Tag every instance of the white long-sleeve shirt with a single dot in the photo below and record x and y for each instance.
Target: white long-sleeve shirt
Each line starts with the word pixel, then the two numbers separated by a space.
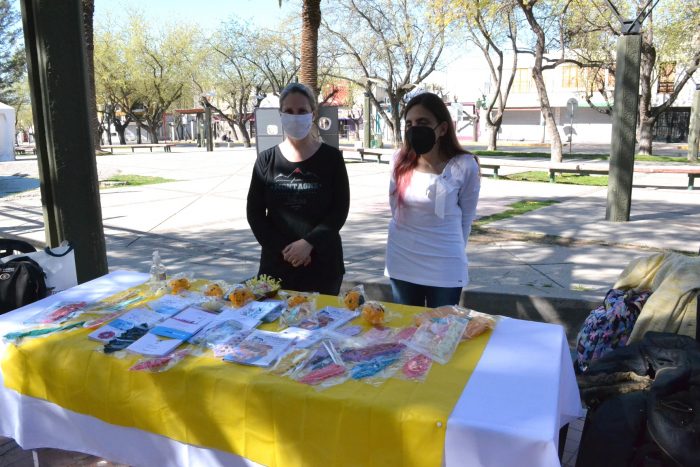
pixel 428 234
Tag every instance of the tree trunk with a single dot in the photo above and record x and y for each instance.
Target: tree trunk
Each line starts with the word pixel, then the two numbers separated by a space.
pixel 396 120
pixel 493 136
pixel 121 129
pixel 153 132
pixel 646 68
pixel 244 133
pixel 550 122
pixel 311 20
pixel 88 13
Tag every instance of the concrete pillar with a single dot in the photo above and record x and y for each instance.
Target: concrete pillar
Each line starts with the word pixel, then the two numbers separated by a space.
pixel 207 127
pixel 367 120
pixel 694 130
pixel 625 110
pixel 58 80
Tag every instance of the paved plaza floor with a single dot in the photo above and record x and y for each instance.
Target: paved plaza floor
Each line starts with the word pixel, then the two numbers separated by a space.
pixel 566 251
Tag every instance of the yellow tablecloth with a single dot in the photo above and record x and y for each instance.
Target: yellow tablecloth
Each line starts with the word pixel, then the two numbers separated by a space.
pixel 268 419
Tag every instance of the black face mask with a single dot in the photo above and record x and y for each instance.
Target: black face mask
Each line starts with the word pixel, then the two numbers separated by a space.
pixel 421 138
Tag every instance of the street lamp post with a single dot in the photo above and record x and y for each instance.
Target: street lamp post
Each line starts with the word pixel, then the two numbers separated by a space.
pixel 138 111
pixel 625 110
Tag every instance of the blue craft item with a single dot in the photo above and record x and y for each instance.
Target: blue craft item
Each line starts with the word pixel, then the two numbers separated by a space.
pixel 372 367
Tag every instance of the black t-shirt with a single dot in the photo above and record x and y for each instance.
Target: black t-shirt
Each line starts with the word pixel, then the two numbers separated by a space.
pixel 288 201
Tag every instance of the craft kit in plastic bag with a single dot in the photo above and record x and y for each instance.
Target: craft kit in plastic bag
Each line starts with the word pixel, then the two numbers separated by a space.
pixel 439 337
pixel 160 364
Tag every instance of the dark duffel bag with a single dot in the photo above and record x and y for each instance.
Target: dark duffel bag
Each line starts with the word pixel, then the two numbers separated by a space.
pixel 22 281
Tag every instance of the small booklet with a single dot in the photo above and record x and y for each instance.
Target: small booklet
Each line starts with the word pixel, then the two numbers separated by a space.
pixel 302 338
pixel 260 348
pixel 328 318
pixel 153 345
pixel 184 324
pixel 223 327
pixel 170 304
pixel 125 322
pixel 258 310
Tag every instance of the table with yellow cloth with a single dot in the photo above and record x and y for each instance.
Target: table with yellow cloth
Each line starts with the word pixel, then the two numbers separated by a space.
pixel 57 391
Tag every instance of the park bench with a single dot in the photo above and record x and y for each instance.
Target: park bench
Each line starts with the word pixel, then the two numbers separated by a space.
pixel 25 149
pixel 493 167
pixel 111 147
pixel 378 153
pixel 692 173
pixel 574 169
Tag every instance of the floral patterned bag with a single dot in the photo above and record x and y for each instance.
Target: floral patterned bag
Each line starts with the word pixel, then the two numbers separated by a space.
pixel 608 326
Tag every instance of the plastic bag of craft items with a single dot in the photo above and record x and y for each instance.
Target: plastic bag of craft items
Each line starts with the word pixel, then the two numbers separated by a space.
pixel 160 364
pixel 478 322
pixel 322 368
pixel 293 299
pixel 414 366
pixel 439 337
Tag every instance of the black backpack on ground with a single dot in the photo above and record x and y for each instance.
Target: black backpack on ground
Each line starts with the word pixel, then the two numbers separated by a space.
pixel 644 405
pixel 22 281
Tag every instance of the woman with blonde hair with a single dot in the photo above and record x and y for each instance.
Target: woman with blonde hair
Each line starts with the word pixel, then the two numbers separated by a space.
pixel 298 201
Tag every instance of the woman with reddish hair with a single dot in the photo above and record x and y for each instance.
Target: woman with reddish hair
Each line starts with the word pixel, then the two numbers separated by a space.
pixel 433 194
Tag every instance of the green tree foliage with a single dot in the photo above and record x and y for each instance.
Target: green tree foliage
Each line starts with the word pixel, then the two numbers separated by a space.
pixel 238 79
pixel 670 36
pixel 388 44
pixel 491 25
pixel 12 56
pixel 141 68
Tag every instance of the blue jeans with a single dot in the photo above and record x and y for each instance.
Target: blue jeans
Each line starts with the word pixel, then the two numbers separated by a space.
pixel 408 293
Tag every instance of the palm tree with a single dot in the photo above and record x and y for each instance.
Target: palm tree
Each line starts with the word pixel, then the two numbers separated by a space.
pixel 310 22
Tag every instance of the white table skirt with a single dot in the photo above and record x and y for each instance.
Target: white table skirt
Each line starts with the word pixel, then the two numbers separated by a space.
pixel 522 391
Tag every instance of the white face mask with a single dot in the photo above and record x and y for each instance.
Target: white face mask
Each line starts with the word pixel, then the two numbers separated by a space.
pixel 296 126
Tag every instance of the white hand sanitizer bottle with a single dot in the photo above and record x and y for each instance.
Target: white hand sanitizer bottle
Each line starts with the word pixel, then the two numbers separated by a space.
pixel 158 275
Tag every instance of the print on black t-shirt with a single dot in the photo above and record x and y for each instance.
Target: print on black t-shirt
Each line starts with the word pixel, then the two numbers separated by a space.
pixel 297 186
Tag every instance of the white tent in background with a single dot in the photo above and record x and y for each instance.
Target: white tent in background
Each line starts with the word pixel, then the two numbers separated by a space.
pixel 7 133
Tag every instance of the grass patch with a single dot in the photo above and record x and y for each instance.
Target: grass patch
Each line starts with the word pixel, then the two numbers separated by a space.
pixel 579 156
pixel 514 209
pixel 542 155
pixel 567 179
pixel 134 180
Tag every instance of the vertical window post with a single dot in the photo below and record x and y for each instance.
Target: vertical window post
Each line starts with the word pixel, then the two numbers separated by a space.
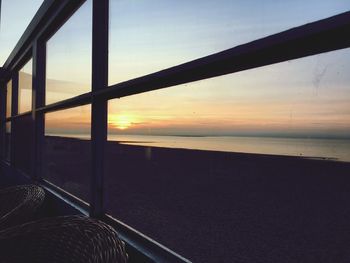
pixel 2 118
pixel 38 100
pixel 14 112
pixel 99 106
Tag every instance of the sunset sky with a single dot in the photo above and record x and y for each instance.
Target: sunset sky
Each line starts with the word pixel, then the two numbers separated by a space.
pixel 306 97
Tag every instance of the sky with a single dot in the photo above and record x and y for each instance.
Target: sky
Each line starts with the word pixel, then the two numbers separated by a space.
pixel 304 97
pixel 15 17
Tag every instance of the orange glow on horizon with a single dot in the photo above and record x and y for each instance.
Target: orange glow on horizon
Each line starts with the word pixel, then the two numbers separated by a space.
pixel 121 122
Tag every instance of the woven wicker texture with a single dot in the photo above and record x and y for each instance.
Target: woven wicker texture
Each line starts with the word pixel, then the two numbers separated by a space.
pixel 19 204
pixel 62 239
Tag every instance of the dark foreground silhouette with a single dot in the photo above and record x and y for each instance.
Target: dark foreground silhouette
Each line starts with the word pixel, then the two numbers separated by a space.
pixel 216 206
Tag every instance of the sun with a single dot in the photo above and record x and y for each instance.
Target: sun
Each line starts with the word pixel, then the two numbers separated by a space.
pixel 120 122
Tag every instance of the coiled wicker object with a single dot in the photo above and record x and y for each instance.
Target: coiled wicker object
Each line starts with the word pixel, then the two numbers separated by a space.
pixel 19 204
pixel 62 239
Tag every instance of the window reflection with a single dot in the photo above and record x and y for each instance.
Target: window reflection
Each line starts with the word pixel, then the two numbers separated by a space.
pixel 8 141
pixel 67 150
pixel 25 88
pixel 9 99
pixel 68 65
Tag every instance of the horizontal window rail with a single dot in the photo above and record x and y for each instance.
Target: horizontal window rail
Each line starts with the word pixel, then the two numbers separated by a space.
pixel 322 36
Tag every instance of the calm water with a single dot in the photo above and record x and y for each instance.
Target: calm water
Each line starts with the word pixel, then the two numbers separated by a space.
pixel 336 149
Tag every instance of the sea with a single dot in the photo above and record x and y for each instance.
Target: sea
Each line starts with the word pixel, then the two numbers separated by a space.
pixel 317 148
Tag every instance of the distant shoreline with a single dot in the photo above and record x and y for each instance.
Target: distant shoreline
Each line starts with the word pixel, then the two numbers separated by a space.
pixel 263 155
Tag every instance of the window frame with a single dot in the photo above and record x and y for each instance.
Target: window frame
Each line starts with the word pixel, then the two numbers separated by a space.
pixel 321 36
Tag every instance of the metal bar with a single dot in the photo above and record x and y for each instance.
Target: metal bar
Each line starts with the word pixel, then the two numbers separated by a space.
pixel 314 38
pixel 99 106
pixel 68 103
pixel 39 63
pixel 149 247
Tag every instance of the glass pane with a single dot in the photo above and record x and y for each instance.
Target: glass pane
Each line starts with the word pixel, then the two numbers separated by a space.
pixel 22 136
pixel 15 17
pixel 9 99
pixel 214 167
pixel 68 65
pixel 8 141
pixel 148 36
pixel 67 153
pixel 25 88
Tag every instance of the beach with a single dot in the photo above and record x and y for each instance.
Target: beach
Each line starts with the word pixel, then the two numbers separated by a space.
pixel 212 206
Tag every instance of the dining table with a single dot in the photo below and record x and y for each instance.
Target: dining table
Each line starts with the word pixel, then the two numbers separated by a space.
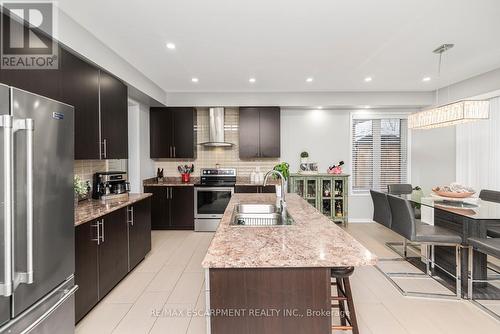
pixel 470 217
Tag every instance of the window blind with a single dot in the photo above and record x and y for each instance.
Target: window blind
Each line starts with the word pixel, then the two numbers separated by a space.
pixel 379 153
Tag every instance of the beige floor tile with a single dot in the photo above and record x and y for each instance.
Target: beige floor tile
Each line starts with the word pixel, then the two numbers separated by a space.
pixel 198 325
pixel 378 319
pixel 177 281
pixel 102 319
pixel 130 288
pixel 176 319
pixel 166 279
pixel 143 314
pixel 187 289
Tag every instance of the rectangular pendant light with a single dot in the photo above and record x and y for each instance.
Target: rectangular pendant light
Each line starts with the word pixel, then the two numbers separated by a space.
pixel 449 114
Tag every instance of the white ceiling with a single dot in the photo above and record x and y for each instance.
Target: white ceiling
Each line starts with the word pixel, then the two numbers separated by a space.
pixel 282 42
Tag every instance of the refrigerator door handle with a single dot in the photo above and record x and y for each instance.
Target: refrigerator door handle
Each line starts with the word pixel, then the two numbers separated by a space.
pixel 102 232
pixel 28 125
pixel 6 285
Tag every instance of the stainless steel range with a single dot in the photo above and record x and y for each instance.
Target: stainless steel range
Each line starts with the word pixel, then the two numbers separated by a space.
pixel 211 197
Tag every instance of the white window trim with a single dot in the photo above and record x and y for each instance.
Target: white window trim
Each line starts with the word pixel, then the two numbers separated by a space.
pixel 367 114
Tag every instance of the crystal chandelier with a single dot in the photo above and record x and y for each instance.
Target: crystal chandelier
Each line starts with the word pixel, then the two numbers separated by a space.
pixel 449 114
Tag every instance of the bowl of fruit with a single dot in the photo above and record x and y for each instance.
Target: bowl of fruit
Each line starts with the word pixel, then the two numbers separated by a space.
pixel 454 190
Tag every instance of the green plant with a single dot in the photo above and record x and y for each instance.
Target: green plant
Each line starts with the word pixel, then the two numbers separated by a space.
pixel 79 186
pixel 284 169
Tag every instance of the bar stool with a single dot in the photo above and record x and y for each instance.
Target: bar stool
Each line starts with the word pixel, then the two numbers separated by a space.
pixel 491 247
pixel 344 296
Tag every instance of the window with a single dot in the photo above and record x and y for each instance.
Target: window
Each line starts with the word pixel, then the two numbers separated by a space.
pixel 379 153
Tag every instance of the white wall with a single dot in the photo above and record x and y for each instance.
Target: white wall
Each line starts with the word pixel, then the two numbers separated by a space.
pixel 325 135
pixel 478 151
pixel 433 157
pixel 140 166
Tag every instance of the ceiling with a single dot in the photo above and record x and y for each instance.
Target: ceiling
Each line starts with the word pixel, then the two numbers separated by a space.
pixel 280 43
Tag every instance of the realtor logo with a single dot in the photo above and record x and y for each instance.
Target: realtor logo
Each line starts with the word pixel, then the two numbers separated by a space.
pixel 27 28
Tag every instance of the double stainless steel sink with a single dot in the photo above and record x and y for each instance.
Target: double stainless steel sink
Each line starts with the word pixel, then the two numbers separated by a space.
pixel 259 215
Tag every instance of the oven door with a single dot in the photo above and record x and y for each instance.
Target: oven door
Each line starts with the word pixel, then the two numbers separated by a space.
pixel 211 202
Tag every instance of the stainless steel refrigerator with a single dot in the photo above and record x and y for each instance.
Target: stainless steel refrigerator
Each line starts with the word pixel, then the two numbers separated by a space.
pixel 36 214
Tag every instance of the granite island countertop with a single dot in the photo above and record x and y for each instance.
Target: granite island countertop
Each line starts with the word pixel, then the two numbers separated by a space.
pixel 89 210
pixel 312 241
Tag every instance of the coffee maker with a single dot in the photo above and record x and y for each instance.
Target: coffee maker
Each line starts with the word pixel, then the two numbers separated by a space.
pixel 109 183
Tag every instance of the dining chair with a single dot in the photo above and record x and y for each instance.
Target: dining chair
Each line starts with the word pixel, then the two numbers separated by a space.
pixel 488 246
pixel 381 208
pixel 491 196
pixel 412 229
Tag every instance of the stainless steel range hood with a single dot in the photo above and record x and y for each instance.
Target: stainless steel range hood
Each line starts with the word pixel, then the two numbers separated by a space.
pixel 216 129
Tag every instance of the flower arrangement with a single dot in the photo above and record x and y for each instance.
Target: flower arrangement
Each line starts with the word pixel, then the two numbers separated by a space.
pixel 336 169
pixel 304 157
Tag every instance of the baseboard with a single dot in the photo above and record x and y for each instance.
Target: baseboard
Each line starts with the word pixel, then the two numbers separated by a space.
pixel 360 220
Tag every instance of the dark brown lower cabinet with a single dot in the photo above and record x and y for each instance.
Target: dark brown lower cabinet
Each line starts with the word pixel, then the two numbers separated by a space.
pixel 172 208
pixel 106 250
pixel 86 269
pixel 254 189
pixel 113 262
pixel 302 296
pixel 139 231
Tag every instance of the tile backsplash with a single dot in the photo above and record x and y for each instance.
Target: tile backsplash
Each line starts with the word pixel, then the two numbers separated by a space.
pixel 85 169
pixel 208 157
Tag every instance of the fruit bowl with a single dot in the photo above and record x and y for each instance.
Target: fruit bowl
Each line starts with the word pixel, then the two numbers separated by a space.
pixel 452 194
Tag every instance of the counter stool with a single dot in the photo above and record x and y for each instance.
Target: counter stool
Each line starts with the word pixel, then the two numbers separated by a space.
pixel 344 295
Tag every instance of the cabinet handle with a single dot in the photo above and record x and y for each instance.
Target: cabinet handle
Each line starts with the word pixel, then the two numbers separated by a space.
pixel 104 148
pixel 130 211
pixel 102 234
pixel 97 226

### Work request
Return every line of the listing that has the word "bowl" in it.

### Task result
Tag every instance of the bowl of fruit with a single dot in the photo above and record x and y for each instance.
Target: bowl of fruit
Tag every instance of the fruit bowl with a single dot in the photo above and record x and y for each instance.
Target: fruit bowl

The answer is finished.